*TASK STATEMENT*.
Retype every record that appears below, unchanged.

*ENTRIES SHOWN*.
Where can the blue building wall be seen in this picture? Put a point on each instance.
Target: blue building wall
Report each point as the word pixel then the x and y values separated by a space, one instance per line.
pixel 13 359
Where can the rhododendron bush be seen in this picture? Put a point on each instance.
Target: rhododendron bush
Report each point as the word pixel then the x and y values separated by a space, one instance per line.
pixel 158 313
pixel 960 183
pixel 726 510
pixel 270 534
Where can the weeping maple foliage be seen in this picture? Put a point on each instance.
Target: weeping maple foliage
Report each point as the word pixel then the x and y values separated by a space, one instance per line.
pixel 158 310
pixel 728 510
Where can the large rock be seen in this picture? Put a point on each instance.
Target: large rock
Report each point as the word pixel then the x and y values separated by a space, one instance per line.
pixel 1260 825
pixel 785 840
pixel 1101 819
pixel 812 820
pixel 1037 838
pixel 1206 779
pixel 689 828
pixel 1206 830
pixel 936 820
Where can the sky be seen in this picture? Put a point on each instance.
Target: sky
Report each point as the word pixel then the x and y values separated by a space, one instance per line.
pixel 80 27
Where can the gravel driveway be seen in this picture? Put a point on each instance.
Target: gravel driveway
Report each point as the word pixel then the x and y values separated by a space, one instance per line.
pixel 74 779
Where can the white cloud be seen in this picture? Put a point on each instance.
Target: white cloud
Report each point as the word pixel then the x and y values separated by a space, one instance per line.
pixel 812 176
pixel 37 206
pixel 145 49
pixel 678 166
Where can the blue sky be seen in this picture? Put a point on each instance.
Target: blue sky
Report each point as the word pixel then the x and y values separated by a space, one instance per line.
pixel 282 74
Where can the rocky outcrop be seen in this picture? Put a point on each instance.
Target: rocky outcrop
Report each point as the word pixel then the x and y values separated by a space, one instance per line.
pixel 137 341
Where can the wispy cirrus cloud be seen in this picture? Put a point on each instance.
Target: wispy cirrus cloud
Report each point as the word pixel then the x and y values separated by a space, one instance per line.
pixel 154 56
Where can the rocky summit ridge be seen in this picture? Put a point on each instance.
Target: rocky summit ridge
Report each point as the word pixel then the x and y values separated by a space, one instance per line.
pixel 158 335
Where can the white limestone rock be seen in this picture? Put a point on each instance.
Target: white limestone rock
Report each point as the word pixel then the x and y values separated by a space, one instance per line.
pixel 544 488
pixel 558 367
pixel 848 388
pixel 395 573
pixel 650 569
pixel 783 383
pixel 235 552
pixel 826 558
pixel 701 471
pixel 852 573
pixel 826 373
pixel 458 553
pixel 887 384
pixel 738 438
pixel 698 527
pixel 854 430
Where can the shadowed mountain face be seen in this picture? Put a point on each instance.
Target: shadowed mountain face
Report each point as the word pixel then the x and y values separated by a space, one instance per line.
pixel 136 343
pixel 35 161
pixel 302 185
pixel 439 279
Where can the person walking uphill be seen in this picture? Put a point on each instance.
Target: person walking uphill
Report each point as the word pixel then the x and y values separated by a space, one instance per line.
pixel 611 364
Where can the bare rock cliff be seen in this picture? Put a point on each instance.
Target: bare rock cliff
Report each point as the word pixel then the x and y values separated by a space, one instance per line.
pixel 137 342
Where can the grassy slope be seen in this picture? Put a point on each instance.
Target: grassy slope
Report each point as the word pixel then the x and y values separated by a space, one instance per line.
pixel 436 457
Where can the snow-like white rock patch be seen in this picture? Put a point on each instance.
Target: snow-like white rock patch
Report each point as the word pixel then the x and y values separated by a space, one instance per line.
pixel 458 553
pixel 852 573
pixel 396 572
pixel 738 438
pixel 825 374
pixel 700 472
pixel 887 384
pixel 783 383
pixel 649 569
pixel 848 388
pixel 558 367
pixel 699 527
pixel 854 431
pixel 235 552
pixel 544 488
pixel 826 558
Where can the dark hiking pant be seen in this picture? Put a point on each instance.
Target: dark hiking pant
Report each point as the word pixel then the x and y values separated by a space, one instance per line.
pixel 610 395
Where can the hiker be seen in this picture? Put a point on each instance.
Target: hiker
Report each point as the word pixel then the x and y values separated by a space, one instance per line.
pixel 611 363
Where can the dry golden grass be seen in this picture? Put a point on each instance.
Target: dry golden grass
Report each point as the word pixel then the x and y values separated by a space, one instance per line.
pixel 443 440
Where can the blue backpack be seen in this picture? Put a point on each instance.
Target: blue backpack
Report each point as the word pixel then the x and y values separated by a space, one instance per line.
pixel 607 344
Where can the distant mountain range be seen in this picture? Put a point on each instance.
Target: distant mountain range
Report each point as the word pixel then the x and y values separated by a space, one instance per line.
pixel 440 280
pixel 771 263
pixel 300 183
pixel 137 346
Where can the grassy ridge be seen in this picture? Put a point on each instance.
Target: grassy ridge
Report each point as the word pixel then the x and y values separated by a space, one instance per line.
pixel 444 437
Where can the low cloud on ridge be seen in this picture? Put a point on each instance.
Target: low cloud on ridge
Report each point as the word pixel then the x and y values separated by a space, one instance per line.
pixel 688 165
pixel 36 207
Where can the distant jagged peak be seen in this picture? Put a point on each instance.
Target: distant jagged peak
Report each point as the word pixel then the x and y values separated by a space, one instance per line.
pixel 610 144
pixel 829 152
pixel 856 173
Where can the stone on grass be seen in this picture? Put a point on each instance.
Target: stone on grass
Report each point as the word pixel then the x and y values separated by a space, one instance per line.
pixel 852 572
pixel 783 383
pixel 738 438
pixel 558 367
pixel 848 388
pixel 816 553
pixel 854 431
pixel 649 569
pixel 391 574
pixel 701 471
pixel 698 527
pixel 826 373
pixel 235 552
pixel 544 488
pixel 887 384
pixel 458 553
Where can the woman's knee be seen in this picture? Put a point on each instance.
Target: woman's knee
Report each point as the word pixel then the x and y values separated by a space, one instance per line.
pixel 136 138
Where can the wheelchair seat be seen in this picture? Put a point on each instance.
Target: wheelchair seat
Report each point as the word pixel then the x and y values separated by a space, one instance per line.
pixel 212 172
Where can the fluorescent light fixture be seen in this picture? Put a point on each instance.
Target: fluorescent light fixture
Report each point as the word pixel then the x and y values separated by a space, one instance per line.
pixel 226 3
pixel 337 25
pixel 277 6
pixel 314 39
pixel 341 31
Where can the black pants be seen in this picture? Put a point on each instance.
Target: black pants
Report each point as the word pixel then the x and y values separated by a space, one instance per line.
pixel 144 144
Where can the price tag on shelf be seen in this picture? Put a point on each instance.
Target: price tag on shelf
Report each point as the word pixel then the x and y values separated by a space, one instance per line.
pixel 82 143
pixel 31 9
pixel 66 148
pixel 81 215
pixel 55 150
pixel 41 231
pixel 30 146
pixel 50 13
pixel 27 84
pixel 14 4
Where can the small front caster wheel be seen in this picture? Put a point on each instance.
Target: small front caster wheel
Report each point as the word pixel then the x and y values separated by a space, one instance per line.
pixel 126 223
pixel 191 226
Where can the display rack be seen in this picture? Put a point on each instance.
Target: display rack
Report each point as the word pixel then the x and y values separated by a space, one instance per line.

*TASK ANSWER*.
Where can the blue building wall be seen in this picture? Put a point on each instance.
Target: blue building wall
Report each point as the word pixel then the x and y values separated by a space, one instance per line.
pixel 13 359
Where can the rhododendron bush be seen in this picture? Put a point on each instance.
Target: rhododendron bush
Report each point as the word pixel then the x and y values separated by a space, one instance per line.
pixel 158 313
pixel 960 183
pixel 726 510
pixel 270 534
Where can the weeping maple foliage be seen in this picture? Put a point on each instance.
Target: weeping maple foliage
Report each point as the word pixel then the x and y values separated by a space, one instance per line.
pixel 158 310
pixel 728 510
Where can the large rock be seen in this picture? Put a point on each instance.
Target: large rock
Report each point as the word pixel then the x and y values separated by a space, one instance per line.
pixel 1260 825
pixel 785 840
pixel 1101 819
pixel 812 820
pixel 1037 838
pixel 1206 779
pixel 689 828
pixel 1206 830
pixel 936 820
Where can the sky be seen in this picture? Put a point on each instance.
Target: sky
Report each point as the word pixel then the x and y values separated by a space, one instance per line.
pixel 80 27
Where can the gravel driveway be seen in this picture? Put a point on each instance.
Target: gravel driveway
Report each point as the word pixel then the x and y values separated by a space, one instance per line.
pixel 74 779
Where can the white cloud be seen in this picture? Put a point on each instance.
Target: white cloud
Report each point as the word pixel then the x and y values separated by a space, one instance per line.
pixel 812 176
pixel 37 206
pixel 145 49
pixel 678 166
Where can the blue sky be seen in this picture? Put a point on each instance.
Target: blue sky
Report each point as the word pixel then the x and y values separated by a space, one instance per line.
pixel 282 74
Where can the rocky outcrop be seen in this picture? Put a point on each instance.
Target: rocky outcrop
Report each point as the word pixel then the x and y values separated by a space, one instance per line.
pixel 137 341
Where can the wispy cirrus cloud be seen in this picture? Put a point on each instance.
Target: wispy cirrus cloud
Report each point as the word pixel then the x and y values separated by a space, one instance per line.
pixel 154 56
Where can the rocky summit ridge be seen in this picture? Put a point on each instance.
Target: rocky summit ridge
Report each point as the word pixel then the x and y values separated by a space, one instance per line.
pixel 158 335
Where can the white limestone rock be seen in this picture? Put a point on each instance.
Target: white limestone rock
Report each point as the word pixel then the x and y values separated by a space, one instance per line.
pixel 544 488
pixel 558 367
pixel 848 388
pixel 395 573
pixel 650 569
pixel 783 383
pixel 235 552
pixel 826 558
pixel 701 471
pixel 852 573
pixel 826 373
pixel 458 553
pixel 887 384
pixel 738 438
pixel 698 527
pixel 854 430
Where can the shadowed mountain face be seen in this picture? Put a point on each instance.
Target: shadowed mountain face
Report each point as the word pixel then the x and y values separated by a space, one instance per line.
pixel 136 343
pixel 35 161
pixel 302 185
pixel 439 279
Where can the person walking uphill be seen in this picture? Put a point on each instance.
Target: person walking uphill
Report each point as the word pixel then the x and y values separated by a space, one instance per line.
pixel 611 364
Where can the bare rock cliff be seen in this picture? Put a point on each instance.
Target: bare rock cliff
Report each point as the word pixel then the x and y values separated by a space, one instance per line.
pixel 137 342
Where can the grassy slope be seen in this picture? Put a point on each instance.
Target: grassy slope
Report each point as the word pixel then the x and y values separated by a space, one instance per line.
pixel 436 457
Where can the snow-like white rock patch be seen in this picture? Put a point on each instance.
Target: snow-like white rock patch
Report each point as the word pixel then the x and y values separated by a space, one instance per line.
pixel 458 553
pixel 852 573
pixel 396 572
pixel 738 438
pixel 825 374
pixel 700 472
pixel 887 384
pixel 783 383
pixel 649 569
pixel 848 388
pixel 558 367
pixel 699 527
pixel 854 431
pixel 235 552
pixel 544 488
pixel 826 558
Where can the dark hiking pant be seen in this picture? Put a point on each instance.
Target: dark hiking pant
Report each point as the word pixel then the x and y values separated by a space, one instance per line.
pixel 610 395
Where can the hiker be seen in this picture? Put a point on each instance.
Target: hiker
Report each point as the word pixel then the x and y values separated by a space, one instance per line.
pixel 611 363
Where can the dry golden grass be seen in this picture? Put a point on each instance.
Target: dry golden grass
Report each point as the word pixel then the x and y values separated by a space, one instance per line.
pixel 443 440
Where can the blue backpack be seen in this picture? Put a point on each instance.
Target: blue backpack
Report each point as the word pixel then the x and y values separated by a space, one instance per line.
pixel 607 344
Where can the distant mountain range be seen in this picture? Put a point on each instance.
Target: distant mountain range
Report each point as the word pixel then the x and y values separated by a space, one instance per line.
pixel 440 280
pixel 771 263
pixel 300 183
pixel 137 346
Where can the grassy ridge be seen in this picture? Put a point on each instance.
Target: grassy ridge
Report each point as the word pixel then the x and y values separated by a space, one instance per line.
pixel 444 437
Where can the low cloud on ridge be seen in this picture? Put a point on each instance.
Target: low cloud on ridge
Report each point as the word pixel then the x and y values separated by a space, one instance per line.
pixel 688 165
pixel 36 207
Where can the distant jagged peak be seen in this picture? Put a point on each instance.
Target: distant jagged peak
Report each point as the word pixel then the x and y values separated by a space, one instance per line.
pixel 610 144
pixel 829 152
pixel 856 173
Where can the stone on grass be seen in this picture? Put a point on each instance.
Target: stone on grass
Report each point as the word pixel then the x and y values separated by a space, one instance per line.
pixel 852 572
pixel 783 383
pixel 738 438
pixel 558 367
pixel 848 388
pixel 816 553
pixel 854 431
pixel 649 569
pixel 391 574
pixel 701 471
pixel 698 527
pixel 826 373
pixel 235 552
pixel 544 488
pixel 887 384
pixel 458 553
Where can the woman's knee be seen in this picture? Put a point on each instance.
Target: woman's knee
Report each point as the word pixel then the x and y values separated by a space, one instance per line.
pixel 136 138
Where can the wheelchair seat be seen in this picture? Put a point on each instance.
Target: wheelchair seat
Report each point as the word pixel then the x and y values separated by a space, one instance per line.
pixel 212 172
Where can the fluorescent light fixture be seen in this picture? Put a point on each instance.
Target: fluorescent light fixture
Report each point as the word pixel then the x and y values separated by a space, one instance per line.
pixel 226 3
pixel 337 25
pixel 277 6
pixel 314 39
pixel 341 31
Where can the black pants be seen in this picture? Put a point on each instance.
Target: black pants
Report each point as the word pixel then the x and y values separated by a space, one instance per line.
pixel 144 144
Where can the price tag on shelf be seen in this picture? Put a point on each instance.
Target: price tag on shelf
Report each point as the word pixel then the x and y values separated by a space, one instance per line.
pixel 82 143
pixel 31 9
pixel 66 148
pixel 81 215
pixel 55 150
pixel 41 231
pixel 30 146
pixel 50 13
pixel 27 84
pixel 14 4
Where can the small front caster wheel be seen in this picture? Put a point on each instance.
Target: small front caster wheel
Report each point as the word pixel then the x and y values separated by a space, one instance per line.
pixel 126 223
pixel 191 226
Where can the display rack be seen in this picture? Put a point on each instance.
Target: display rack
Report each point as the word pixel then the x and y values separated by a space, one instance per line.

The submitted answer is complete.